--- DATA SHOWN ---
___
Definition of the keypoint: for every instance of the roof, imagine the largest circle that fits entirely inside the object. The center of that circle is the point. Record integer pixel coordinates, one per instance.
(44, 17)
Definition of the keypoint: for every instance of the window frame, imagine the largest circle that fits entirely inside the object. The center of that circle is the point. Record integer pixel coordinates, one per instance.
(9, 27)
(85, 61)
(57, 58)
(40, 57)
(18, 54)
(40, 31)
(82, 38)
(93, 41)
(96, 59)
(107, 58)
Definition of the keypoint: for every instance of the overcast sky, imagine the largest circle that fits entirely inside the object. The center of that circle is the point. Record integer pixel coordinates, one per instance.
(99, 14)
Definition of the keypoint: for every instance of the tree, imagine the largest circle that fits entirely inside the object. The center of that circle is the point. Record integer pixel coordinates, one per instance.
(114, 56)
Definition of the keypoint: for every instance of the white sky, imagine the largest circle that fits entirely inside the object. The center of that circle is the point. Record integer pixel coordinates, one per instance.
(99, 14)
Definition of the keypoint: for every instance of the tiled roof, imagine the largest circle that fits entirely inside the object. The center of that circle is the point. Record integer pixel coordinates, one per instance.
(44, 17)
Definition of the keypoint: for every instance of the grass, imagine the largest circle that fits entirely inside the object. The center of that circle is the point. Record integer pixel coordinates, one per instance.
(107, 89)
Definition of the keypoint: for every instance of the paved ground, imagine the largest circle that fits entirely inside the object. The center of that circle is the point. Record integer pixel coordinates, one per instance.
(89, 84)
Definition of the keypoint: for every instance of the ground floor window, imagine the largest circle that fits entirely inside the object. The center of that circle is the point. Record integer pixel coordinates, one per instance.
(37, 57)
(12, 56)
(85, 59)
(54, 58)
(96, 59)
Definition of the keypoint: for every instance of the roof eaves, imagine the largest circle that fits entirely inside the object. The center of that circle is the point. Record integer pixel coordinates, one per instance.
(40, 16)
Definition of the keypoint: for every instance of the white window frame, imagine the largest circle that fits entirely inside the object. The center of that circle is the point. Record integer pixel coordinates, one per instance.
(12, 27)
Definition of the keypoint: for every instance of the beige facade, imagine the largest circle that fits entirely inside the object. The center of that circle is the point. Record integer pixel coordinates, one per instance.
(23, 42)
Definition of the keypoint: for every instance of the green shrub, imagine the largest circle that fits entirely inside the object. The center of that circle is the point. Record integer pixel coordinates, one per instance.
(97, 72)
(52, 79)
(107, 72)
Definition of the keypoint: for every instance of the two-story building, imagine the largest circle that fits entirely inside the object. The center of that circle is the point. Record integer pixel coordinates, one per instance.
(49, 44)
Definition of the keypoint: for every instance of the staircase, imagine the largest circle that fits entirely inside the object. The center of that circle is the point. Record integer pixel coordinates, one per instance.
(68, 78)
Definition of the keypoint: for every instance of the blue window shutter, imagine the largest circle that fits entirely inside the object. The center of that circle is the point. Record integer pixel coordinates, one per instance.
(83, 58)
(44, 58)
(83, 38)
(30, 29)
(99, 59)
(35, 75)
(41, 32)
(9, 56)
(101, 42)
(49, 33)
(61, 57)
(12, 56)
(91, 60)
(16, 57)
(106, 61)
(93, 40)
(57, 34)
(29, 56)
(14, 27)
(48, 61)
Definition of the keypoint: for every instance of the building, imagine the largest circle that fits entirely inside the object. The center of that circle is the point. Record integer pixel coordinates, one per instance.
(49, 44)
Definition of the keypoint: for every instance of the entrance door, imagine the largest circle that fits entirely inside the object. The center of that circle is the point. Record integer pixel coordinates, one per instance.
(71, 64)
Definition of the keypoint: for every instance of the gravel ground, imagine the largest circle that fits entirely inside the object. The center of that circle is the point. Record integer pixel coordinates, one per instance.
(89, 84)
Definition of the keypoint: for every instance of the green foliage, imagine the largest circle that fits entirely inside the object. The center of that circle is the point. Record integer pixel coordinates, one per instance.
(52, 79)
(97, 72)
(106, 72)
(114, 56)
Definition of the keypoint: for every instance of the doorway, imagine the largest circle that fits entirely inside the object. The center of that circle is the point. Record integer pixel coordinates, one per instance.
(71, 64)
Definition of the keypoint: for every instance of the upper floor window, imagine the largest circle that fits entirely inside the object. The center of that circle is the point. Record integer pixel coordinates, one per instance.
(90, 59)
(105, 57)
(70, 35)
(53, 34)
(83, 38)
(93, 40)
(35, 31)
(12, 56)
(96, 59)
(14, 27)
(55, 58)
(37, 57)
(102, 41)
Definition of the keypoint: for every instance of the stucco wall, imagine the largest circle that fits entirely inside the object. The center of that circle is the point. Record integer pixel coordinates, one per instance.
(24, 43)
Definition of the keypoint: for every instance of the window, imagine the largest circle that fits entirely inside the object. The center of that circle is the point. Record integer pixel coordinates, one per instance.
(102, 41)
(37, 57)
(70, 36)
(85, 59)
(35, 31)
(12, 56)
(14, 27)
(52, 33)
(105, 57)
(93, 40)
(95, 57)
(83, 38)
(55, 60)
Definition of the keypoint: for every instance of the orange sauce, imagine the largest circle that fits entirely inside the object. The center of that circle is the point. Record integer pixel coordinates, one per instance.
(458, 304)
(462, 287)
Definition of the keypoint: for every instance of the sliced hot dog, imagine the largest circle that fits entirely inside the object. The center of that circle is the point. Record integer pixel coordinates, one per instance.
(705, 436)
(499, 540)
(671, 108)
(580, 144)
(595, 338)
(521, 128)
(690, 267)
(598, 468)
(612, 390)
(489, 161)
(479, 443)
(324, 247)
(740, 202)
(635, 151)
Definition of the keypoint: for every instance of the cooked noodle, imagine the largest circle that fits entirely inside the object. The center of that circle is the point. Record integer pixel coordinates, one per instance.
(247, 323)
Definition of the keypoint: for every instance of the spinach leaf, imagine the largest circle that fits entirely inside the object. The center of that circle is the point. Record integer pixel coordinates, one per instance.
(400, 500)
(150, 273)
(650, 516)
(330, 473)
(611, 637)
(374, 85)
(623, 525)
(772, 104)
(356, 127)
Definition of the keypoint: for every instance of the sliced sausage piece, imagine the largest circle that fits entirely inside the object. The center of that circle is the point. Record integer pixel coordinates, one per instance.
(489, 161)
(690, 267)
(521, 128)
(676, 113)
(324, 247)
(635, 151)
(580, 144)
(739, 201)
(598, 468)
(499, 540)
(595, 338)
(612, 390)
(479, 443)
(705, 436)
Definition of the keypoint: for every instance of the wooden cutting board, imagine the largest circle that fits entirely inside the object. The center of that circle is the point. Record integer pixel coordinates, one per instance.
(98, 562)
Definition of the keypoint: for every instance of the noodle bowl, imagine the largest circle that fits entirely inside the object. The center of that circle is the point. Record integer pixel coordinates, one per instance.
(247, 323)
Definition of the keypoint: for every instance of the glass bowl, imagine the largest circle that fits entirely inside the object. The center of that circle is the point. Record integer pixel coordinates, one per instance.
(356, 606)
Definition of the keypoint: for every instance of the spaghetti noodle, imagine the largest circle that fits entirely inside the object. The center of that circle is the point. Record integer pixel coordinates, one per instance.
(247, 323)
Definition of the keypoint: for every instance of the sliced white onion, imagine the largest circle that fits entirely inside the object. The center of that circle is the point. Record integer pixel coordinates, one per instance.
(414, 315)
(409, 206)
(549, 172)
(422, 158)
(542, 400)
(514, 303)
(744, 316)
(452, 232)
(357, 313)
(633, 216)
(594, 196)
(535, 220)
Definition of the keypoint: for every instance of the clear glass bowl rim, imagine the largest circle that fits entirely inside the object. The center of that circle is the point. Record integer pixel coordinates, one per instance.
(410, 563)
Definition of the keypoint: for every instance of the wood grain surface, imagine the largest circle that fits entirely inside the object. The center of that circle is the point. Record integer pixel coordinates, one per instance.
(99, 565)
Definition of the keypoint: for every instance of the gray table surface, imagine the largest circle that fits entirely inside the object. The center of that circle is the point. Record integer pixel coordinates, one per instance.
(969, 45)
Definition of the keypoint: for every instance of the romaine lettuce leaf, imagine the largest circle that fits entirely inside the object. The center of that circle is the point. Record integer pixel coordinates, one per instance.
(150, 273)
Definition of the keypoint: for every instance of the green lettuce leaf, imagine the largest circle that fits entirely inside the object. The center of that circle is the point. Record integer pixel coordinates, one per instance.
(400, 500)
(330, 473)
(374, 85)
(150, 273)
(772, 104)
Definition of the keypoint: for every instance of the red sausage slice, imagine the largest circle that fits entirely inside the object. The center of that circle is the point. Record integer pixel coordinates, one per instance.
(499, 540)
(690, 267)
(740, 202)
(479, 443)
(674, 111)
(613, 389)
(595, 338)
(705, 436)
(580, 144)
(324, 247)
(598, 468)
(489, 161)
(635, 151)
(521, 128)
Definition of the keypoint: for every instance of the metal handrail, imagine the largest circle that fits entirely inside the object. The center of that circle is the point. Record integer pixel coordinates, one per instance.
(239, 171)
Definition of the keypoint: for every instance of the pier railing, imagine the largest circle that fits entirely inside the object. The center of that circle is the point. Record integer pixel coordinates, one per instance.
___
--- THE PROBLEM ---
Print again the material above, limited to the lines from the one holding "Definition of the keypoint: for every instance of the red" through the last, inclusive.

--- RESPONSE ---
Definition of the keypoint: for every instance of the red sausage slice, imagine the largest circle that fits entirely inside the object. The center of that circle is the point. Record integer pixel coordinates, one per instance.
(499, 540)
(690, 267)
(740, 202)
(479, 443)
(674, 111)
(613, 389)
(595, 338)
(705, 436)
(580, 144)
(324, 247)
(598, 468)
(489, 161)
(635, 151)
(521, 128)
Definition of the keypoint: for every instance of the metal handrail, imagine the largest circle that fits entirely inside the object. The center of that circle is the point. Record integer pixel coordinates, one per instance.
(239, 171)
Definition of the keypoint: for every instance of the pier railing, imagine the largest circle that fits entirely inside the object. The center of that circle is the point. Record integer pixel coordinates, one per instance.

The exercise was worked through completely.